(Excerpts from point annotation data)

====

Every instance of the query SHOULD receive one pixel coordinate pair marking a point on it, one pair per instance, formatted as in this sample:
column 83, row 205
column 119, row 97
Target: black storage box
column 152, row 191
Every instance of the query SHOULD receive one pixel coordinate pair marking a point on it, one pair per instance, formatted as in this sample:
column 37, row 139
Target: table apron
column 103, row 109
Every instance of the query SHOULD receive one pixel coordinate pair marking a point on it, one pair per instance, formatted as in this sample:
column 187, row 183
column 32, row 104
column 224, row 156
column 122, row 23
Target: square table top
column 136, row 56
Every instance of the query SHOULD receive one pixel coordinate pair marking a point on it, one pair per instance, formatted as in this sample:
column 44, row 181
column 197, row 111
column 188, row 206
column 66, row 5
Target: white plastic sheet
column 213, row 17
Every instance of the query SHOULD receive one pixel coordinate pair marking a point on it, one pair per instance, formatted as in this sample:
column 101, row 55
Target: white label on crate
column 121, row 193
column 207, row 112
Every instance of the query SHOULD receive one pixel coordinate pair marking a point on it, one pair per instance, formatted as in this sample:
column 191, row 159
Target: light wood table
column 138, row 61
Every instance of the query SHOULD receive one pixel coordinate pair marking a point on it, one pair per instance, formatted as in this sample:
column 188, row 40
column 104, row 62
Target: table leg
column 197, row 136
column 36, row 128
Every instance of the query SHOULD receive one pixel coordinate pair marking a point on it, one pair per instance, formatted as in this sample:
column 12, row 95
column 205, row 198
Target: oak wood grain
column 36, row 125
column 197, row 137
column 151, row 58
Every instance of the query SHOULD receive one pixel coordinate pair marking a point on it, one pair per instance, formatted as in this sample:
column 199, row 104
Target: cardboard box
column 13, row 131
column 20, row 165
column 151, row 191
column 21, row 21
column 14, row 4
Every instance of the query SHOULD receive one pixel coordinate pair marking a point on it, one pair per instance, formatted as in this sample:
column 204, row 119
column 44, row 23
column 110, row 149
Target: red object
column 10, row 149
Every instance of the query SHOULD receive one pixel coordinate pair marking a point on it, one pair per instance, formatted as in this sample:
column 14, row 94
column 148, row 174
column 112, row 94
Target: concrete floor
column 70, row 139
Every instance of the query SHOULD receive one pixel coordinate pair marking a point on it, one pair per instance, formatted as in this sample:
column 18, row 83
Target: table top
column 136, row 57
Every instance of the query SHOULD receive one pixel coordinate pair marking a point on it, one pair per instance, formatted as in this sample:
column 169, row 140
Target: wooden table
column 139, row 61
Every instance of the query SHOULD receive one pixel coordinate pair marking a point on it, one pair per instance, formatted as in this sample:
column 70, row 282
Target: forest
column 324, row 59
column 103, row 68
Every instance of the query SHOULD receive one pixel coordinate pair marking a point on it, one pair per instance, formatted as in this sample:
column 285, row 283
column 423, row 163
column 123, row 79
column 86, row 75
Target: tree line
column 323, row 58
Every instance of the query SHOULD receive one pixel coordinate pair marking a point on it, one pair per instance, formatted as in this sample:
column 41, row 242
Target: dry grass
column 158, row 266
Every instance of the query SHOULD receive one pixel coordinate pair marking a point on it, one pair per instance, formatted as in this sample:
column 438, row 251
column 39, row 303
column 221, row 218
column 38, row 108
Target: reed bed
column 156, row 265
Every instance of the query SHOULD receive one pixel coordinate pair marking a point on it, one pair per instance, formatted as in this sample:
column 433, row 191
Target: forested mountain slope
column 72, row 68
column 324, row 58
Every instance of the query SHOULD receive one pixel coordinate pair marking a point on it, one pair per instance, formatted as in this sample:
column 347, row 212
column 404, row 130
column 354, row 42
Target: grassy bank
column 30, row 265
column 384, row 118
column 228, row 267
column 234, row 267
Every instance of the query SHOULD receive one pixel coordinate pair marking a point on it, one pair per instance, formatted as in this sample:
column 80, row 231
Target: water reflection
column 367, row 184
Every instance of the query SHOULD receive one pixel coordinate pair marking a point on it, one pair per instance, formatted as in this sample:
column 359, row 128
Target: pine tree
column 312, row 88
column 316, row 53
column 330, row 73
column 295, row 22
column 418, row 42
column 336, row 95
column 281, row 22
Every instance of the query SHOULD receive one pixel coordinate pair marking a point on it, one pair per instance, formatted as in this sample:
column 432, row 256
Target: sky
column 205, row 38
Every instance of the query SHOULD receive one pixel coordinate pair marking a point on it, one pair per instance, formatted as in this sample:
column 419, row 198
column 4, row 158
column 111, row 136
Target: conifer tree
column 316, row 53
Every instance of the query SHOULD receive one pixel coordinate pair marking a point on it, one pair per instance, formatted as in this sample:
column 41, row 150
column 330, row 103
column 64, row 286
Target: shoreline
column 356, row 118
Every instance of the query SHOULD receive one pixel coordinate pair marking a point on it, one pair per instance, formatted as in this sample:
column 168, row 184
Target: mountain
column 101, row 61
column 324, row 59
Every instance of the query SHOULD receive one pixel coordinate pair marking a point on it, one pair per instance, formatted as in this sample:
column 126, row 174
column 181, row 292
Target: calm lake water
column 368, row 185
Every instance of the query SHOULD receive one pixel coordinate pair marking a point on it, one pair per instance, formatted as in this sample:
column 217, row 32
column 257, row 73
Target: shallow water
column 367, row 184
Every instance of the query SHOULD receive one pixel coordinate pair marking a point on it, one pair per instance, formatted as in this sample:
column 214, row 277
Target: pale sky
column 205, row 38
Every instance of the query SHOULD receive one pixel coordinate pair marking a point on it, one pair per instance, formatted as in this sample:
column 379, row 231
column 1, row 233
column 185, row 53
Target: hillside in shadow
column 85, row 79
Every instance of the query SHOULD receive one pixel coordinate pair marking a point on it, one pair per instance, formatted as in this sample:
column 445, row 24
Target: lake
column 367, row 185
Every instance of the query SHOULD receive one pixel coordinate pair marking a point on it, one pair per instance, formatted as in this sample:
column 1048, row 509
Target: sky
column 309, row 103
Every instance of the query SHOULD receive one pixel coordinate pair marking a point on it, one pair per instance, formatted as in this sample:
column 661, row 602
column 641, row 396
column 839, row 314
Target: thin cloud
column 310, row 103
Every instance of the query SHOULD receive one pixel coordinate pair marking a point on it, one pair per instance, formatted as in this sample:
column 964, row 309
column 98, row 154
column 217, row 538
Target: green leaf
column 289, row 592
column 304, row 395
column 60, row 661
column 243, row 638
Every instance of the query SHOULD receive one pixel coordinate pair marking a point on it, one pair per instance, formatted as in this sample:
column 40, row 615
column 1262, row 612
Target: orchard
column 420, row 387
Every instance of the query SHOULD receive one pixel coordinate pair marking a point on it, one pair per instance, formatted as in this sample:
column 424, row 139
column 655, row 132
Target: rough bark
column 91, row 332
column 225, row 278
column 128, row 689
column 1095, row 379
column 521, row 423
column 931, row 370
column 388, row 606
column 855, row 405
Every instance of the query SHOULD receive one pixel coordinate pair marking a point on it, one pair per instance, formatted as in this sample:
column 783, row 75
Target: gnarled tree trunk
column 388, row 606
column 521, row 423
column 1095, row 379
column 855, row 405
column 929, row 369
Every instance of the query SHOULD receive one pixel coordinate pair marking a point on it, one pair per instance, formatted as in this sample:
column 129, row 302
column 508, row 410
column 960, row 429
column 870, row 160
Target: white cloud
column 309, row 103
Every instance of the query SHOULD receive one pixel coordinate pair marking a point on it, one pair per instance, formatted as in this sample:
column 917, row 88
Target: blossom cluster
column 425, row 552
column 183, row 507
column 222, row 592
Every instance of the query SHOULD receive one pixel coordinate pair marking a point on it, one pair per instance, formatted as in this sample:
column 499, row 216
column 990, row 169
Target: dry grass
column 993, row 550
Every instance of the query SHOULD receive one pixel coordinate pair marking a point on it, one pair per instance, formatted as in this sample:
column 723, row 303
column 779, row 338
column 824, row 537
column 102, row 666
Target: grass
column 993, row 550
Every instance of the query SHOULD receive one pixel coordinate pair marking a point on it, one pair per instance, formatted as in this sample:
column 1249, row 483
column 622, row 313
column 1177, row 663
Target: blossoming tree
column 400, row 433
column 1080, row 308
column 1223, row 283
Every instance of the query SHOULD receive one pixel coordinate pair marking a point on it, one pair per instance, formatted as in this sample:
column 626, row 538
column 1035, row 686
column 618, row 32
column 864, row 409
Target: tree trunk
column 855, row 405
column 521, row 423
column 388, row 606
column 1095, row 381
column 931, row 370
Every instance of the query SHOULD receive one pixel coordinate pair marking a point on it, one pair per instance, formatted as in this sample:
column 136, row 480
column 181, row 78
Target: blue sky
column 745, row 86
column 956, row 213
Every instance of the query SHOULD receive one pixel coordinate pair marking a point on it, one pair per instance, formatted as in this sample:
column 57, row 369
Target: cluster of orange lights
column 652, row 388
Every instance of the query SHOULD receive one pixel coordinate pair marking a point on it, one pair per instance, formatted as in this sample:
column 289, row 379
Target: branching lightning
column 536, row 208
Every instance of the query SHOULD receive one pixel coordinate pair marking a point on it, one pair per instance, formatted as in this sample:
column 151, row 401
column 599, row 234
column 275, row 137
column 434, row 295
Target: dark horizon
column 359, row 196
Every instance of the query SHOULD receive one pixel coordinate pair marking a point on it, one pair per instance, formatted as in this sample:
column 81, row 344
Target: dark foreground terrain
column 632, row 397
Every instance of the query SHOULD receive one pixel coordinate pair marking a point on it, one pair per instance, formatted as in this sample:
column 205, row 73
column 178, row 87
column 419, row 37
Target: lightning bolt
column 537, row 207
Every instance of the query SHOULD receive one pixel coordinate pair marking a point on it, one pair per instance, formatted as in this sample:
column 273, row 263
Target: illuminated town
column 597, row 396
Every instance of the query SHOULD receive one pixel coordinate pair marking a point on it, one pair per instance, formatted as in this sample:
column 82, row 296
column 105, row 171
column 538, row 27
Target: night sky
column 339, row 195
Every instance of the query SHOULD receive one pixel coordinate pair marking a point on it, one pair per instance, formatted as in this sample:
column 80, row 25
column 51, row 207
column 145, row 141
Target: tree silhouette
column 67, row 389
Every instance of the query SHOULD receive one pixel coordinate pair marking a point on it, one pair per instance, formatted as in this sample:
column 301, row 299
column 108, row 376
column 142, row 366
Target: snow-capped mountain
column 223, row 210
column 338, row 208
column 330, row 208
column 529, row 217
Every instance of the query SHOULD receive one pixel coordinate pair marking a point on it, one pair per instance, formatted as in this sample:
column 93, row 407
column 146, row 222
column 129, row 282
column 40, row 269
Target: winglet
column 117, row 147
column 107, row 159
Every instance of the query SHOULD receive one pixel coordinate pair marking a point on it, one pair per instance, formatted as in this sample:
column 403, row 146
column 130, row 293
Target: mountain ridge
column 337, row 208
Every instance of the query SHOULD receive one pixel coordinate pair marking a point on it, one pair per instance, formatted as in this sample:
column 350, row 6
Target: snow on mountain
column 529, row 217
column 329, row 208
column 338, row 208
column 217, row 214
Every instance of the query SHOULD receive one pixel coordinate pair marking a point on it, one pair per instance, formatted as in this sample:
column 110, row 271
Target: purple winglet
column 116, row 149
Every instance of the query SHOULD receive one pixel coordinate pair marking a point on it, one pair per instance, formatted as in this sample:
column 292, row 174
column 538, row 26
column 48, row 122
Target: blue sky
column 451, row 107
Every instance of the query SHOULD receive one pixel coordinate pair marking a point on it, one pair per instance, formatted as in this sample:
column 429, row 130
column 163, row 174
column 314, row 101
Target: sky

====

Arrange the lines from the start of the rows through the line with "column 207, row 112", both included, as a Markdown table with the columns No. and Line. Give each line its number and leave out blank lines.

| No. | Line |
|---|---|
| 1 | Every instance of the query SHOULD receive one pixel coordinate pair marking a point on it, one pair per instance, formatted as in this sample: |
| 2 | column 83, row 205 |
| 3 | column 119, row 97 |
| 4 | Target: black storage box |
| 5 | column 152, row 191 |
| 6 | Every instance of the query SHOULD receive one pixel coordinate pair marking a point on it, one pair per instance, formatted as in this sample: |
| 7 | column 37, row 139 |
| 8 | Target: table apron |
| 9 | column 103, row 109 |
| 10 | Every instance of the query SHOULD receive one pixel coordinate pair marking a point on it, one pair per instance, formatted as in this sample: |
| 11 | column 187, row 183 |
| 12 | column 32, row 104 |
| 13 | column 224, row 156 |
| 14 | column 122, row 23 |
| 15 | Target: square table top |
| 16 | column 136, row 56 |
| 17 | Every instance of the query SHOULD receive one pixel coordinate pair marking a point on it, one pair per instance, formatted as in this sample: |
| 18 | column 44, row 181 |
| 19 | column 197, row 111 |
| 20 | column 188, row 206 |
| 21 | column 66, row 5 |
| 22 | Target: white plastic sheet |
| 23 | column 213, row 17 |
| 24 | Every instance of the query SHOULD receive one pixel coordinate pair marking a point on it, one pair per instance, formatted as in this sample: |
| 25 | column 101, row 55 |
| 26 | Target: white label on crate |
| 27 | column 121, row 193 |
| 28 | column 207, row 112 |